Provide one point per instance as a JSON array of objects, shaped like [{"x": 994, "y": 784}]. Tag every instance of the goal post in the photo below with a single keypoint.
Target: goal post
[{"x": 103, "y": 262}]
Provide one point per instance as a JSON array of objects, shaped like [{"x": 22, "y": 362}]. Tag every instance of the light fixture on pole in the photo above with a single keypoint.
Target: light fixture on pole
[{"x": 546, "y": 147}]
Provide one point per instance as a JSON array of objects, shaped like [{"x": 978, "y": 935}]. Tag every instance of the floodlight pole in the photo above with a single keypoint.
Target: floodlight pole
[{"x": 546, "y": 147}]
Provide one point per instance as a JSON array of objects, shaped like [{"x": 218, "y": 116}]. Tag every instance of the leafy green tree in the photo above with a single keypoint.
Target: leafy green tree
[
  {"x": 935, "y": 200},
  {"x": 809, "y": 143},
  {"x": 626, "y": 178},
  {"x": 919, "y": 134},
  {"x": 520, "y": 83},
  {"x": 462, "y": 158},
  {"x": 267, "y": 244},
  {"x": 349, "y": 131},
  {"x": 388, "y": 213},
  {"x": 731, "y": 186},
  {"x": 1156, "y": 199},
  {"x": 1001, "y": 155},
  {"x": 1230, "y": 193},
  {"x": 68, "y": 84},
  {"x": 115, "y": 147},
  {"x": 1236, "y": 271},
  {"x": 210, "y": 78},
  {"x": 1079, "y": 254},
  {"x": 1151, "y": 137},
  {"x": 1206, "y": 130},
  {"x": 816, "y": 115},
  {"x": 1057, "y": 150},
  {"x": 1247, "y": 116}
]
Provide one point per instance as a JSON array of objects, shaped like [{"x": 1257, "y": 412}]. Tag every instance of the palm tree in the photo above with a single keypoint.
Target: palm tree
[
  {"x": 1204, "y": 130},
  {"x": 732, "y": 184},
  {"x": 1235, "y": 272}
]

----

Can you rewrite the material above so that each "keypoint" becomes "marker" and nothing else changes?

Provide one point per instance as a JSON array of objects, shaped like [{"x": 994, "y": 784}]. Tag every instance of the goal post in the photo below with a single marker.
Target: goal post
[{"x": 103, "y": 262}]
Provide one point per instance as a JSON array of objects, shaped like [{"x": 22, "y": 362}]. Tag every instance of the light fixture on pole in the photo above with a single marker.
Target: light fixture on pole
[{"x": 546, "y": 147}]
Provide one point per instance as a JSON array of objects, shaped like [{"x": 978, "y": 935}]. Tag every instance of the floodlight pole in the photo above with a single marker.
Target: floodlight pole
[{"x": 546, "y": 147}]
Provide one point per instance as a JSON array of objects, shaped like [{"x": 218, "y": 116}]. Tag every instance of the leafy green tree in the photo above with a single marker.
Target: leafy green tree
[
  {"x": 935, "y": 200},
  {"x": 809, "y": 143},
  {"x": 626, "y": 178},
  {"x": 919, "y": 134},
  {"x": 520, "y": 83},
  {"x": 462, "y": 158},
  {"x": 267, "y": 244},
  {"x": 349, "y": 131},
  {"x": 388, "y": 213},
  {"x": 731, "y": 186},
  {"x": 1156, "y": 199},
  {"x": 1001, "y": 155},
  {"x": 1230, "y": 193},
  {"x": 68, "y": 84},
  {"x": 115, "y": 147},
  {"x": 1236, "y": 271},
  {"x": 210, "y": 78},
  {"x": 1079, "y": 254},
  {"x": 1151, "y": 137},
  {"x": 1206, "y": 130},
  {"x": 816, "y": 115},
  {"x": 1057, "y": 150},
  {"x": 1247, "y": 116}
]
Provide one point per instance as a JSON array of objects, shaped like [{"x": 1257, "y": 412}]. Tag every instance of the palm tree in the photo above with a single marker.
Target: palm tree
[
  {"x": 1204, "y": 130},
  {"x": 732, "y": 184},
  {"x": 1235, "y": 272}
]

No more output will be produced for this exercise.